### Directions for this task
Show every line of the data below that contains the word "negative", copying each line in full.
:: Data records
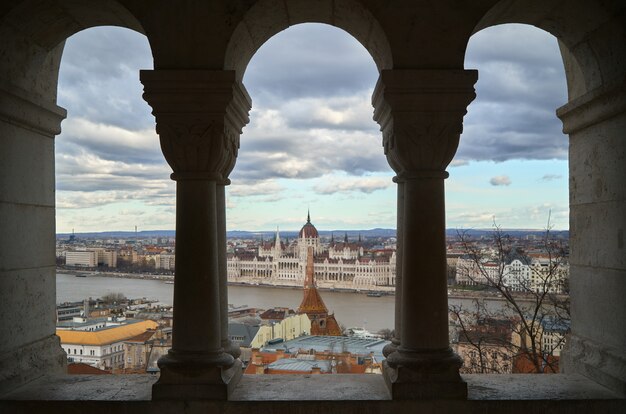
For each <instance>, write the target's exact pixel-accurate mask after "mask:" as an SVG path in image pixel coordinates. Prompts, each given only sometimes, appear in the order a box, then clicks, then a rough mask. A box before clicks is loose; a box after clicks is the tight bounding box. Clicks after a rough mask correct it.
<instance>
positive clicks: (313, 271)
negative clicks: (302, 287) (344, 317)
mask: <svg viewBox="0 0 626 414" xmlns="http://www.w3.org/2000/svg"><path fill="white" fill-rule="evenodd" d="M298 313H306V314H328V308H327V307H326V304H324V301H323V300H322V297H321V296H320V293H319V292H318V290H317V287H316V286H315V274H314V268H313V247H309V248H308V249H307V257H306V277H305V278H304V296H303V298H302V303H300V307H298Z"/></svg>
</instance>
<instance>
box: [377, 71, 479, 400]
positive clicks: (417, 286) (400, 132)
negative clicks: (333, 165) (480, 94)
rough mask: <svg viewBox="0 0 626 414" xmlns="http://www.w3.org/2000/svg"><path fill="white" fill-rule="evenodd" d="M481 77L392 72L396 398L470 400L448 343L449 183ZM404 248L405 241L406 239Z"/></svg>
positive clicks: (385, 377)
mask: <svg viewBox="0 0 626 414" xmlns="http://www.w3.org/2000/svg"><path fill="white" fill-rule="evenodd" d="M477 75H478V74H477V72H476V71H464V70H385V71H382V72H381V76H380V78H379V80H378V83H377V85H376V89H375V91H374V95H373V98H372V102H373V105H374V107H375V112H374V119H375V120H376V121H377V122H378V123H379V124H380V126H381V130H382V132H383V146H384V148H385V154H386V156H387V160H388V161H389V164H390V165H391V167H392V168H393V169H394V171H396V173H397V177H396V178H395V180H396V182H398V183H400V184H399V185H400V188H399V192H400V191H402V193H401V194H400V195H401V196H402V195H403V196H404V200H403V199H402V197H401V196H400V197H399V198H398V203H399V205H398V212H399V213H401V216H399V219H398V225H399V229H398V234H399V235H401V236H402V240H401V250H400V251H398V252H397V253H396V254H397V260H398V262H400V263H401V280H400V282H399V283H398V287H397V290H398V291H401V296H400V299H399V303H400V311H399V312H398V313H399V316H400V323H399V328H400V336H399V342H400V344H399V346H398V347H397V350H396V351H395V352H392V353H391V354H389V356H388V358H387V360H386V361H385V363H384V376H385V381H386V382H387V385H388V387H389V389H390V391H391V394H392V397H393V398H394V399H422V398H425V399H428V398H455V399H463V398H467V385H466V384H465V382H464V381H463V380H462V379H461V377H460V375H459V368H460V367H461V365H462V361H461V359H460V358H459V357H458V356H457V355H456V354H455V353H454V352H452V349H451V348H450V346H449V338H448V296H447V287H446V281H447V276H446V245H445V195H444V179H445V178H447V177H448V173H447V172H446V171H445V168H446V167H447V166H448V164H449V163H450V161H451V160H452V157H453V156H454V153H455V152H456V148H457V146H458V142H459V137H460V134H461V131H462V129H463V116H464V115H465V113H466V110H467V109H466V108H467V105H468V104H469V103H470V102H471V101H472V100H473V99H474V97H475V93H474V88H473V85H474V83H475V82H476V80H477V77H478V76H477ZM399 241H400V240H399Z"/></svg>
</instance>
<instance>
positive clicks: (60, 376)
mask: <svg viewBox="0 0 626 414" xmlns="http://www.w3.org/2000/svg"><path fill="white" fill-rule="evenodd" d="M463 378H464V380H465V381H467V383H468V388H469V399H468V400H467V401H458V400H456V401H450V400H423V401H407V400H405V401H392V400H390V399H389V394H388V392H387V389H386V387H385V385H384V381H383V379H382V377H381V376H378V375H364V376H359V375H332V376H331V375H293V376H291V375H275V376H258V377H257V376H253V375H245V376H244V378H243V379H242V381H241V382H240V384H239V385H238V387H237V388H236V389H235V392H234V393H233V395H232V397H231V400H230V401H151V400H150V398H151V387H152V384H153V383H154V381H155V380H156V378H155V377H153V376H147V375H97V376H88V375H73V376H70V375H66V376H59V377H51V378H48V379H41V380H38V381H35V382H32V383H30V384H28V385H27V386H24V387H22V388H20V389H18V390H15V391H14V392H12V393H10V394H8V395H5V396H3V397H2V399H0V412H2V413H3V414H4V413H6V414H9V413H21V412H59V413H65V414H66V413H68V412H79V411H80V412H87V411H84V410H88V411H89V412H90V413H106V414H110V413H111V412H126V411H131V410H132V412H133V413H144V412H145V413H151V414H155V413H170V412H171V413H175V412H184V413H195V412H205V413H206V412H241V413H258V412H263V413H264V414H270V413H290V412H298V413H312V414H320V413H331V412H341V413H345V414H352V413H355V414H365V413H387V412H393V411H395V412H400V413H402V412H418V411H419V412H434V413H437V414H443V413H447V412H469V413H486V412H501V411H502V412H510V413H528V412H550V413H551V414H555V413H584V414H588V413H589V412H626V400H624V399H619V398H618V397H617V396H616V395H615V394H614V393H613V392H611V391H610V390H608V389H606V388H604V387H602V386H600V385H598V384H596V383H593V382H592V381H590V380H588V379H587V378H585V377H582V376H580V375H564V374H559V375H521V374H520V375H465V376H464V377H463ZM590 410H591V411H590Z"/></svg>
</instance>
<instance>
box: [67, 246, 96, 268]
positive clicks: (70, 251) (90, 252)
mask: <svg viewBox="0 0 626 414" xmlns="http://www.w3.org/2000/svg"><path fill="white" fill-rule="evenodd" d="M65 265H66V266H76V267H96V266H98V253H97V252H94V251H86V250H85V251H68V252H66V253H65Z"/></svg>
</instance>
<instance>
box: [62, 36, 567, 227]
mask: <svg viewBox="0 0 626 414" xmlns="http://www.w3.org/2000/svg"><path fill="white" fill-rule="evenodd" d="M120 43H123V44H125V46H126V47H125V48H119V47H118V44H120ZM522 45H523V47H522ZM337 56H341V58H337ZM151 67H152V61H151V56H150V51H149V47H148V45H147V42H146V40H145V38H144V37H143V36H142V35H140V34H137V33H134V32H131V31H128V30H126V29H117V28H97V29H90V30H87V31H85V32H84V33H82V32H81V33H79V34H77V35H76V36H74V37H72V38H70V39H69V40H68V42H67V44H66V53H65V56H64V59H63V61H62V64H61V70H60V85H59V104H60V105H61V106H63V107H66V108H67V109H68V119H67V120H66V121H64V123H63V125H62V126H63V133H62V134H61V136H59V137H58V138H57V141H56V143H57V151H56V161H57V232H58V233H69V232H71V231H72V229H74V230H75V231H76V232H91V231H106V230H131V231H132V230H133V229H134V226H135V225H137V226H138V227H139V228H140V229H141V230H157V229H158V230H163V229H174V218H175V214H174V211H175V198H174V193H175V190H174V189H175V184H174V182H172V181H171V180H169V173H170V172H171V171H170V169H169V167H168V166H167V164H166V163H165V161H164V159H163V156H162V154H161V152H160V149H159V144H158V137H157V136H156V133H155V132H154V118H153V117H152V115H151V114H150V108H149V106H148V105H147V104H146V103H145V102H144V101H143V100H142V99H141V92H142V86H141V84H140V83H139V81H138V70H139V69H150V68H151ZM466 67H467V68H477V69H479V76H480V80H479V81H478V84H477V85H476V89H477V95H478V97H477V99H476V100H475V101H474V102H473V103H472V104H471V105H470V107H469V112H468V115H466V117H465V122H464V129H465V131H464V134H463V135H462V137H461V144H460V146H459V149H458V151H457V155H456V157H455V159H454V160H453V161H452V164H451V165H450V167H449V168H448V171H449V172H450V178H449V179H448V180H447V182H446V197H447V200H446V201H447V223H446V226H447V227H448V228H489V227H490V226H491V224H492V223H493V220H494V216H495V220H496V221H497V223H498V224H499V225H501V226H503V227H505V228H527V229H541V228H543V227H545V225H546V223H547V219H548V214H549V212H550V211H551V215H552V217H551V219H552V224H553V225H554V227H555V228H556V229H567V228H568V189H567V175H568V173H567V137H566V136H565V135H563V134H562V133H561V132H560V128H561V125H560V121H559V120H558V119H557V118H556V116H555V115H554V109H556V107H558V106H559V105H560V104H562V103H564V102H566V88H565V80H564V73H563V67H562V63H561V62H560V56H559V54H558V46H557V44H556V40H555V39H554V38H553V37H551V36H550V35H549V34H547V33H545V32H541V31H540V30H538V29H532V30H531V29H529V28H528V27H525V26H521V25H506V26H501V27H495V28H491V29H487V30H485V31H482V32H480V33H478V34H477V35H475V36H474V37H473V38H472V40H471V41H470V45H469V47H468V52H467V60H466ZM377 76H378V74H377V70H376V67H375V65H374V63H373V61H372V59H371V57H370V56H369V55H368V53H367V51H366V50H365V49H364V48H363V47H362V46H361V45H360V44H359V43H358V42H356V40H354V39H353V38H352V37H350V35H348V34H347V33H345V32H343V31H341V30H340V29H336V28H333V27H330V26H326V25H321V24H306V25H297V26H294V27H291V28H290V29H288V30H286V31H284V32H281V33H279V34H278V35H276V36H274V37H273V38H272V39H270V40H269V41H268V42H267V43H266V44H265V45H264V46H263V47H262V48H261V49H260V50H259V52H258V53H257V54H256V55H255V56H254V57H253V59H252V61H251V62H250V65H249V66H248V69H247V71H246V74H245V76H244V84H245V85H246V87H247V89H248V91H249V92H250V95H251V96H252V100H253V109H252V112H251V115H250V118H251V122H250V124H249V125H248V126H246V127H245V128H244V131H243V135H242V137H241V149H240V155H239V159H238V162H237V165H236V167H235V170H234V171H233V173H232V174H231V179H232V181H233V185H231V186H230V187H228V189H227V208H228V210H227V217H228V230H249V231H267V230H269V229H272V228H275V227H276V226H277V225H278V226H279V227H280V228H281V229H285V230H291V229H297V228H298V227H299V226H301V225H302V223H303V217H304V212H305V210H306V209H307V208H311V211H312V220H313V221H314V222H315V224H316V226H318V228H320V229H345V230H357V229H370V228H376V227H382V228H395V227H396V226H395V224H396V223H395V209H396V206H395V204H396V191H395V186H394V185H393V183H392V181H391V178H392V177H393V175H394V173H393V171H392V170H391V169H390V168H389V166H388V165H387V162H386V160H385V157H384V155H383V151H382V147H381V136H380V132H379V130H378V125H377V124H376V123H375V122H374V121H373V120H372V119H371V115H372V108H371V104H370V103H369V102H370V97H371V91H372V89H373V87H374V85H375V82H376V79H377Z"/></svg>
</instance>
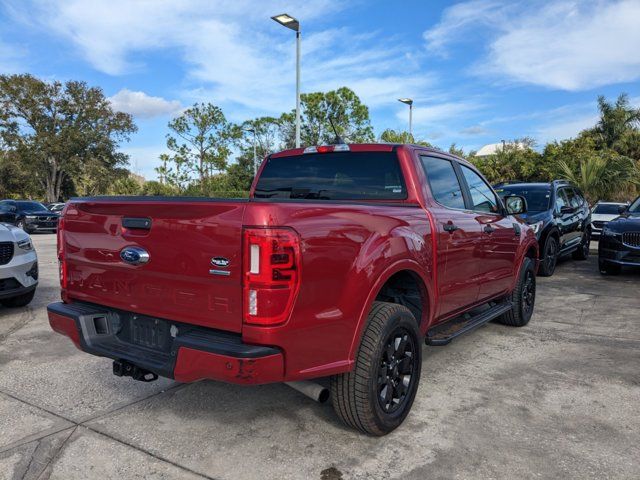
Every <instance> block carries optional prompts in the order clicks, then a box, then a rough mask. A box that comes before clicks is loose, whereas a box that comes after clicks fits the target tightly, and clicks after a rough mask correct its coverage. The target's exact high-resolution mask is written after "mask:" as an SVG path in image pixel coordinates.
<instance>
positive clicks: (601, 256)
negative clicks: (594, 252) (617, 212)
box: [598, 197, 640, 275]
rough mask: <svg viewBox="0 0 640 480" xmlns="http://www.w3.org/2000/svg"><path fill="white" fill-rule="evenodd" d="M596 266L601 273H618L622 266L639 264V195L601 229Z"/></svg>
mask: <svg viewBox="0 0 640 480" xmlns="http://www.w3.org/2000/svg"><path fill="white" fill-rule="evenodd" d="M598 266H599V267H600V273H602V274H603V275H607V274H608V275H615V274H618V273H620V271H621V270H622V267H624V266H640V197H638V198H636V199H635V200H634V201H633V203H632V204H631V205H630V206H628V207H620V215H619V216H618V217H617V218H616V219H614V220H611V221H609V222H608V223H607V224H606V225H605V226H604V227H603V229H602V234H601V236H600V242H599V243H598Z"/></svg>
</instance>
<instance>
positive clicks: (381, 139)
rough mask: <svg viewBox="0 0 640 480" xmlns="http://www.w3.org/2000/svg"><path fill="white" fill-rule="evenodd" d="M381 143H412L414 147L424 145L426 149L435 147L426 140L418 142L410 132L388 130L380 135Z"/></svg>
mask: <svg viewBox="0 0 640 480" xmlns="http://www.w3.org/2000/svg"><path fill="white" fill-rule="evenodd" d="M379 141H380V142H384V143H411V144H413V145H422V146H424V147H433V145H431V144H430V143H429V142H427V141H425V140H416V139H415V138H414V136H413V135H411V134H409V132H406V131H404V132H399V131H396V130H392V129H390V128H387V129H386V130H385V131H384V132H382V133H381V134H380V139H379Z"/></svg>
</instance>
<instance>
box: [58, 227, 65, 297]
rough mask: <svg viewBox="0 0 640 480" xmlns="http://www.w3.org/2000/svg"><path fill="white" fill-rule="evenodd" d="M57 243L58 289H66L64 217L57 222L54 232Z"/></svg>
mask: <svg viewBox="0 0 640 480" xmlns="http://www.w3.org/2000/svg"><path fill="white" fill-rule="evenodd" d="M56 240H57V243H58V267H59V269H60V287H61V288H62V289H63V290H64V289H65V288H67V262H66V261H65V258H64V217H60V219H59V220H58V231H57V232H56Z"/></svg>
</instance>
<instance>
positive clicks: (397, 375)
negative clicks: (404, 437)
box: [378, 327, 418, 413]
mask: <svg viewBox="0 0 640 480" xmlns="http://www.w3.org/2000/svg"><path fill="white" fill-rule="evenodd" d="M416 348H418V347H417V346H416V344H415V341H414V338H413V336H412V335H411V334H410V333H409V332H408V331H407V330H406V329H404V328H402V327H398V328H397V329H396V330H394V331H393V332H392V333H391V335H389V337H388V338H387V341H386V347H385V348H384V350H383V351H382V358H381V359H380V367H379V368H378V403H379V404H380V408H382V410H383V411H384V412H385V413H393V412H395V411H397V410H398V409H399V408H401V407H402V406H403V403H404V401H405V400H406V398H407V393H408V392H409V391H410V389H411V387H412V386H413V384H412V382H414V381H415V380H414V378H415V377H414V374H413V373H414V371H415V370H416V368H415V367H416V365H415V364H416V360H417V358H418V357H417V355H416V354H415V352H416Z"/></svg>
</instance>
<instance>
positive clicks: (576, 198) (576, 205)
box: [571, 189, 584, 208]
mask: <svg viewBox="0 0 640 480" xmlns="http://www.w3.org/2000/svg"><path fill="white" fill-rule="evenodd" d="M572 192H573V198H572V199H571V206H572V207H574V208H580V207H582V205H584V198H583V197H582V195H581V194H580V191H579V190H576V189H573V190H572Z"/></svg>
::::
### Response below
negative clicks: (302, 287) (344, 317)
negative clicks: (333, 165) (480, 94)
negative clicks: (594, 252) (617, 212)
negative clicks: (404, 437)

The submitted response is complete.